Answer these from the passage on surveillance drones below:
(a) What value does Goldman Sachs project for the civil and commercial drone industry, and by what year?
(b) How much did Brazil's government spend on surveillance drones for the 2014 World Cup?
(c) Which district did Chile's Supreme Court allow to conduct surveillance via drones?

- PROVIDED PASSAGE
⁂
The 21st century will be an era of great technological developments, but also one in which it will be critical to distinguish between which technologies will offer us a better life and which ones will affect our rights, lifestyles and even our integrity. Nowadays, drones are the cutting-edge technology to solve several problems in our complex societies: they can be used to monitor construction sites, farms, pipelines or mines. In addition, politicians are “innovating” by using drones to monitor cross-border activity and urban violence. According to Goldman Sachs, the civil and commercial drone industry will reach 30 billion dollars by 2020.
Drones give authorities a new and great power against people, because of their extraordinary zooming ability and unique movement. Drones are capable of recording with a 360º panoramic view and, at the same time, can move in specific places solely depending on the discretion of operator. Moreover, drones may not be perceived by those who are being monitored, giving enforcement authorities -in Foucault terms- a panoptical power.
In this context, several politicians in Latin America are using drones as the new device to stop criminality and urban violence. For example in Brazil, the government spent $USD 12 million in surveillance drones for the World Cup in 2014. In Argentina, the mayor of Buenos Aires, Patricia Bulrrich, announced the imminent implementation of drones; however, this has not materialised. Recently in Chile, the Supreme Court held that the Las Condes district could conduct surveillance via drones, despite concerns raised by Datos Protegidos and Derechos Digitales.
Thus, through drones, authorities in Latin America are increasing their power to monitor people on behalf of public safety without considering the consequences of these policies. Authorities are not recognising our right to privacy in public spaces, and that no one can be forced to be recorded without their consent in a square, bar or street.
Furthermore, it can be affirmed that drones as surveillance devices violate not only the right to privacy but also other human rights. This panoptical power creates a chilling effect on people, inhibiting them from expressing dissent or controversial opinions. On behalf of “public safety”, drones will monitor not only criminality but also people who are protesting, praying, entering strip clubs, etc.
It is possible to imagine a future where thousands of drones monitor our daily lives. Indeed, drones are already being used as a surveillance mechanism in several countries in Latin America, not only violating the right to privacy but also obstructing other rights such as freedom of speech or freedom of assembly. Drones are a perfect tool for authoritarian governments or weak democracies to monitor political dissenters and marginalised communities. We should remember that cutting-edge technologies may improve our lives but can also be used against us.
⁂
- INFORMATION PROVIDED
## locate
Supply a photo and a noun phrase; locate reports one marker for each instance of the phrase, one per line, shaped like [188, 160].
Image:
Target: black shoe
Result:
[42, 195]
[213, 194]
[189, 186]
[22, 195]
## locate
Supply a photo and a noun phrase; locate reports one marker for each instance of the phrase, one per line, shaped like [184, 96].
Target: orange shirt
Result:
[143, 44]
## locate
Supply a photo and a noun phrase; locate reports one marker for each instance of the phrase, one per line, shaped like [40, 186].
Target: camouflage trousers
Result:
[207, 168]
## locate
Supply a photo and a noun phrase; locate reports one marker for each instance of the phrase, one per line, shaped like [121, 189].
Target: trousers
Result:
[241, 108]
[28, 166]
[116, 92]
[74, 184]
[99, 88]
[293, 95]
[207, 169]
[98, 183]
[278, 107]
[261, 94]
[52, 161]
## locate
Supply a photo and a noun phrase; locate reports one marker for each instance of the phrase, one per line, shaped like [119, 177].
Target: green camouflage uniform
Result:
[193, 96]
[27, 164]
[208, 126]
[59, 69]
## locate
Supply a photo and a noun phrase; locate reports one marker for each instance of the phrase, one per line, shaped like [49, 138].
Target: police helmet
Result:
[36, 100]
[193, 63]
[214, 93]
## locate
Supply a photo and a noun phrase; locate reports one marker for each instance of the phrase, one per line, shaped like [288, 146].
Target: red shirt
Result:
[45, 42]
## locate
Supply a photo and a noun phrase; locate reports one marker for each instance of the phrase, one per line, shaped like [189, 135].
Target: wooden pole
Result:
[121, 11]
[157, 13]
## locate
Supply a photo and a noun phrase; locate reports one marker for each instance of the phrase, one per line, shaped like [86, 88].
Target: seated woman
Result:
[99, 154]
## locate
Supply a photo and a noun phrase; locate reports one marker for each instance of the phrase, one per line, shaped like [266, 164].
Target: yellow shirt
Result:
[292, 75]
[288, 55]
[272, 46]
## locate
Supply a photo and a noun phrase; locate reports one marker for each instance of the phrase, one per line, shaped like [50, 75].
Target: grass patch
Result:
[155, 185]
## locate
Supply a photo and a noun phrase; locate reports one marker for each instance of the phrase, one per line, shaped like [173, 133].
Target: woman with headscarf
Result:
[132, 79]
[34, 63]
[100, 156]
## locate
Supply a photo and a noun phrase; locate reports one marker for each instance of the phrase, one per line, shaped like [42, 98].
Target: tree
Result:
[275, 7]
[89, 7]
⁂
- RESULT OF THIS EXERCISE
(a) 30 billion dollars by 2020.
(b) $USD 12 million.
(c) Las Condes.